> _Required task 1_
Using the forum thread on Cuba's oil discovery, decide whether each statement agrees with it, answering yes or no and quoting the words that settle it: (a) One poster notes that Canadian energy companies are already working with the Cuban government on its oil reserves. (b) The quoted BBC report says the US puts the estimate at 20 billion barrels. (c) Igor Sechin signed three contracts for exploration rights in the Gulf.
> _Required task 2_
From the forum thread on Cuba's oil discovery, repeat everything from "Actually, if you" down to "North Cuba Basin.".

> _Source document_
# 20 Billion Barrel oil discovery in Cuba may bring country to "big leagues"



## CougarKing (19 Oct 2008)

Greatttttt. Raul Castro may now claim to be as powerful as Chavez. :



> *20bn barrel oil discovery puts Cuba in the big league*
> • Self-reliance beckons for communist state
> • Estimate means reserves are on a par with USRory Carroll, Latin America correspondent The Guardian, Saturday October 18 2008 Article history
> A worker walks at an oil rig in Havana, Cuba. Photograph: Enrique De La Osa/Reuters
> ...


----------



## Kirkhill (19 Oct 2008)

Alright, now I am getting mad.

Only problem is who should I be mad at.  The Club of Rome that for 30 years of my life has been telling me we are running out of oil?  Or the Oil Producers that like DeBeers Diamonds, have been sitting on their riches in order to control the price?

Obviously it has to one or the other.  Doesn't it?


----------



## Greymatters (19 Oct 2008)

I notice the article fails to mention that Canadian energy companies are already working with the Cuban government on developing their oil reserves...


----------



## The Bread Guy (19 Oct 2008)

Greymatters said:
			
		

> I notice the article fails to mention that *Canadian energy companies* are already working with the Cuban government on developing their oil reserves...



Among others - more here and here.


----------



## a_majoor (19 Oct 2008)

Given the primitive economy and corrupt nature of the Cuban regime, I suspect the extra revenues from oil will have the same perverse effects as resource wealth has had on places as diverse as Kuwait, Venezuela or Saudi Arabia.


----------



## BCBoy (20 Oct 2008)

I wonder how the US will react? They will probably want to be buddy-buddy with Cuba now. :-\


----------



## George Wallace (20 Oct 2008)

Speculation:  Raoul Nationalizes the Oil Industry in Cuba and the people see no benefits of the the monies coming in.  The People rise up and throw Communism out of power.  Expatriate Cubans return home.  Capitalism flourishes.  Tourism rises.  ................................


----------



## Drag (20 Oct 2008)

The Castro brother proved too resilient.  They will bring in the Chinese or Venezuelans to exploit the oil.  Once they get the oil flowing it will be difficult to get them or their appointed successors out without outside help.


----------



## CougarKing (30 Jul 2009)

Another update:



> *Russia is to begin oil exploration in the Gulf of Mexico, after signing a deal with Cuba, says Cuban state media.
> *
> Russian Deputy Prime Minister Igor Sechin signed four contracts securing exploration rights in Cuba's economic zone in the Gulf.
> 
> Havana says there may be some 20bn barrels of oil of its coast but the US puts that estimate at five billion.



http://news.bbc.co.uk/2/hi/americas/8175704.stm


----------



## j0hn_r1 (30 Jul 2009)

CougarDaddy said:
			
		

> Another update:
> 
> http://news.bbc.co.uk/2/hi/americas/8175704.stm



Actually, if you read the very last line in the linked article...



> The US Geological Survey (USGS) recently estimated that as much as 9bn barrels of oil and 21 trillion cubic feet of natural gas could lie within that zone, in the North Cuba Basin.



 :-\


----------

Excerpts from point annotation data
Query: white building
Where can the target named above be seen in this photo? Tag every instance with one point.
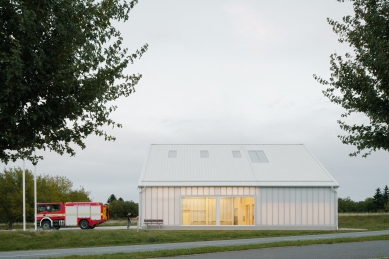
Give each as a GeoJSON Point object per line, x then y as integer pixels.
{"type": "Point", "coordinates": [237, 187]}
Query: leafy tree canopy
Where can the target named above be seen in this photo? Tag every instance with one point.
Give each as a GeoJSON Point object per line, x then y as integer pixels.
{"type": "Point", "coordinates": [359, 81]}
{"type": "Point", "coordinates": [49, 189]}
{"type": "Point", "coordinates": [61, 62]}
{"type": "Point", "coordinates": [120, 209]}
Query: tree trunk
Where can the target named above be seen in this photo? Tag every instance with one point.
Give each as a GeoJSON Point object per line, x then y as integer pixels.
{"type": "Point", "coordinates": [10, 222]}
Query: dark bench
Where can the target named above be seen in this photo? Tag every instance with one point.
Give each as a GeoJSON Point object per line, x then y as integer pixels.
{"type": "Point", "coordinates": [153, 221]}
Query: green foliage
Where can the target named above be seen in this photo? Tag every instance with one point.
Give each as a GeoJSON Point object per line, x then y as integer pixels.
{"type": "Point", "coordinates": [111, 198]}
{"type": "Point", "coordinates": [49, 189]}
{"type": "Point", "coordinates": [360, 81]}
{"type": "Point", "coordinates": [378, 200]}
{"type": "Point", "coordinates": [376, 204]}
{"type": "Point", "coordinates": [60, 62]}
{"type": "Point", "coordinates": [120, 209]}
{"type": "Point", "coordinates": [19, 240]}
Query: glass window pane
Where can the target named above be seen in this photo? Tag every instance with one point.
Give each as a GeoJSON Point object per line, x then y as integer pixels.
{"type": "Point", "coordinates": [199, 211]}
{"type": "Point", "coordinates": [204, 154]}
{"type": "Point", "coordinates": [242, 211]}
{"type": "Point", "coordinates": [236, 154]}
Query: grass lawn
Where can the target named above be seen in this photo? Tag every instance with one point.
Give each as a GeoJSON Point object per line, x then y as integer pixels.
{"type": "Point", "coordinates": [369, 222]}
{"type": "Point", "coordinates": [20, 240]}
{"type": "Point", "coordinates": [214, 249]}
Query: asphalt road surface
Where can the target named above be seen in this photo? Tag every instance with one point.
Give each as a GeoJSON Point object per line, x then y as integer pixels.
{"type": "Point", "coordinates": [153, 247]}
{"type": "Point", "coordinates": [371, 249]}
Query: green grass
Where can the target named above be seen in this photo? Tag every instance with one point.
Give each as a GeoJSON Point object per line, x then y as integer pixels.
{"type": "Point", "coordinates": [215, 249]}
{"type": "Point", "coordinates": [28, 240]}
{"type": "Point", "coordinates": [110, 222]}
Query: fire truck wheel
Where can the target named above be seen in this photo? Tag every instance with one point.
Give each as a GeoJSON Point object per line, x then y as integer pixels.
{"type": "Point", "coordinates": [46, 225]}
{"type": "Point", "coordinates": [84, 224]}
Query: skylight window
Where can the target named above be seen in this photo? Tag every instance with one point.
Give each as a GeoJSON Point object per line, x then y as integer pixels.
{"type": "Point", "coordinates": [204, 154]}
{"type": "Point", "coordinates": [236, 154]}
{"type": "Point", "coordinates": [172, 154]}
{"type": "Point", "coordinates": [258, 156]}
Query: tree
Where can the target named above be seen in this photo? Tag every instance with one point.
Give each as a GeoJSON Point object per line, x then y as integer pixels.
{"type": "Point", "coordinates": [120, 208]}
{"type": "Point", "coordinates": [60, 62]}
{"type": "Point", "coordinates": [111, 198]}
{"type": "Point", "coordinates": [378, 200]}
{"type": "Point", "coordinates": [49, 189]}
{"type": "Point", "coordinates": [360, 81]}
{"type": "Point", "coordinates": [385, 198]}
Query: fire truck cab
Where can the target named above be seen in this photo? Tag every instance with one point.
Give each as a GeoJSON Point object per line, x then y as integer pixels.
{"type": "Point", "coordinates": [86, 215]}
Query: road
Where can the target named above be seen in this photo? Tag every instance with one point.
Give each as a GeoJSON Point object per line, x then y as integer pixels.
{"type": "Point", "coordinates": [371, 249]}
{"type": "Point", "coordinates": [153, 247]}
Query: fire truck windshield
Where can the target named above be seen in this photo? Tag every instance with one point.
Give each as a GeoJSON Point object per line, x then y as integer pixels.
{"type": "Point", "coordinates": [48, 207]}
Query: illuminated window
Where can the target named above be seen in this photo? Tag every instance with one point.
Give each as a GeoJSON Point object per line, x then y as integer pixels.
{"type": "Point", "coordinates": [237, 211]}
{"type": "Point", "coordinates": [204, 154]}
{"type": "Point", "coordinates": [233, 210]}
{"type": "Point", "coordinates": [236, 154]}
{"type": "Point", "coordinates": [199, 211]}
{"type": "Point", "coordinates": [172, 154]}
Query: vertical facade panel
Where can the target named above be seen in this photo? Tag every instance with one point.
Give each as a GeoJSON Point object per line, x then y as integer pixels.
{"type": "Point", "coordinates": [160, 202]}
{"type": "Point", "coordinates": [246, 190]}
{"type": "Point", "coordinates": [327, 207]}
{"type": "Point", "coordinates": [301, 213]}
{"type": "Point", "coordinates": [281, 206]}
{"type": "Point", "coordinates": [275, 206]}
{"type": "Point", "coordinates": [309, 206]}
{"type": "Point", "coordinates": [286, 206]}
{"type": "Point", "coordinates": [177, 205]}
{"type": "Point", "coordinates": [263, 205]}
{"type": "Point", "coordinates": [315, 206]}
{"type": "Point", "coordinates": [154, 202]}
{"type": "Point", "coordinates": [322, 206]}
{"type": "Point", "coordinates": [165, 204]}
{"type": "Point", "coordinates": [143, 205]}
{"type": "Point", "coordinates": [257, 206]}
{"type": "Point", "coordinates": [171, 206]}
{"type": "Point", "coordinates": [269, 206]}
{"type": "Point", "coordinates": [149, 203]}
{"type": "Point", "coordinates": [292, 206]}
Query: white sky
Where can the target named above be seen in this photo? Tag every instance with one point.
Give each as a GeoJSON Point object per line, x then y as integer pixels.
{"type": "Point", "coordinates": [224, 72]}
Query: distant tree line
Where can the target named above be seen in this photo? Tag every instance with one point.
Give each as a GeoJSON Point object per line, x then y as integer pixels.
{"type": "Point", "coordinates": [118, 208]}
{"type": "Point", "coordinates": [379, 203]}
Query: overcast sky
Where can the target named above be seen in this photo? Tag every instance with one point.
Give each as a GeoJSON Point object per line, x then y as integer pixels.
{"type": "Point", "coordinates": [224, 72]}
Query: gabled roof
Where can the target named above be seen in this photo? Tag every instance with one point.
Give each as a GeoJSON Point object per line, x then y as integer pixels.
{"type": "Point", "coordinates": [287, 165]}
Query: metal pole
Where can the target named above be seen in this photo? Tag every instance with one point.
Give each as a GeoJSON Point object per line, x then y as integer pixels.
{"type": "Point", "coordinates": [35, 195]}
{"type": "Point", "coordinates": [24, 198]}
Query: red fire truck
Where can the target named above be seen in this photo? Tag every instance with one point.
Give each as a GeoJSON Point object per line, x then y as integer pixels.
{"type": "Point", "coordinates": [84, 214]}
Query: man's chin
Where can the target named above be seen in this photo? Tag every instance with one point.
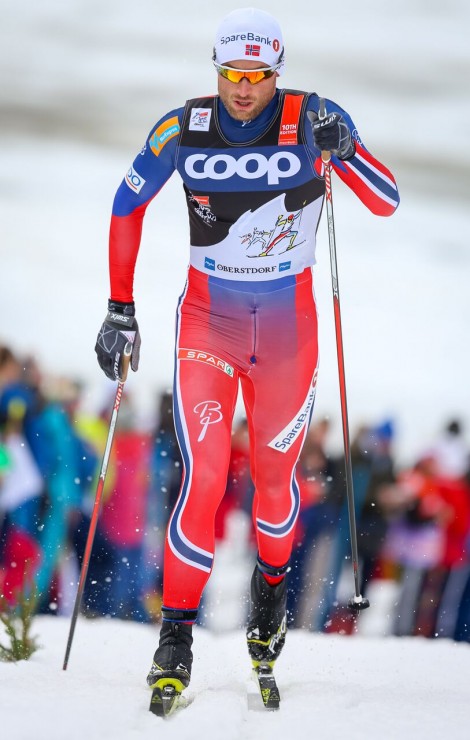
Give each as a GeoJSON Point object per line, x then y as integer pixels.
{"type": "Point", "coordinates": [239, 113]}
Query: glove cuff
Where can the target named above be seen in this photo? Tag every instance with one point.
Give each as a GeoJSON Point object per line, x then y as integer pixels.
{"type": "Point", "coordinates": [349, 154]}
{"type": "Point", "coordinates": [121, 313]}
{"type": "Point", "coordinates": [126, 309]}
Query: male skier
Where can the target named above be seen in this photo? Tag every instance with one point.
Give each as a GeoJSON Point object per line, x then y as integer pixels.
{"type": "Point", "coordinates": [245, 156]}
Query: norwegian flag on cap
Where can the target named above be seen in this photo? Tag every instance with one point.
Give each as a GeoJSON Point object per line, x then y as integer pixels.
{"type": "Point", "coordinates": [249, 33]}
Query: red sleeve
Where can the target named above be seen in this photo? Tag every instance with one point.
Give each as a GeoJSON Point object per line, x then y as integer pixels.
{"type": "Point", "coordinates": [124, 241]}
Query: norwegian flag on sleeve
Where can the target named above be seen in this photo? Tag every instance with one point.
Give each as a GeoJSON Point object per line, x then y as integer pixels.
{"type": "Point", "coordinates": [372, 182]}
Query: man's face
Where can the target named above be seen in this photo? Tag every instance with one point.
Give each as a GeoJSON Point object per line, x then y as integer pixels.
{"type": "Point", "coordinates": [243, 100]}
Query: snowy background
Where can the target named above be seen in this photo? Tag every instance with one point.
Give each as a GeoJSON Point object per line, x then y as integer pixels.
{"type": "Point", "coordinates": [331, 688]}
{"type": "Point", "coordinates": [83, 82]}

> _Problem solution 1_
(a) Yes: "Canadian energy companies are already working with the Cuban government on developing their oil reserves"
(b) No: "the US puts that estimate at five billion."
(c) No: "Russian Deputy Prime Minister Igor Sechin signed four contracts securing exploration rights in Cuba's economic zone in the Gulf."

> _Problem solution 2_
Actually, if you read the very last line in the linked article...



> The US Geological Survey (USGS) recently estimated that as much as 9bn barrels of oil and 21 trillion cubic feet of natural gas could lie within that zone, in the North Cuba Basin.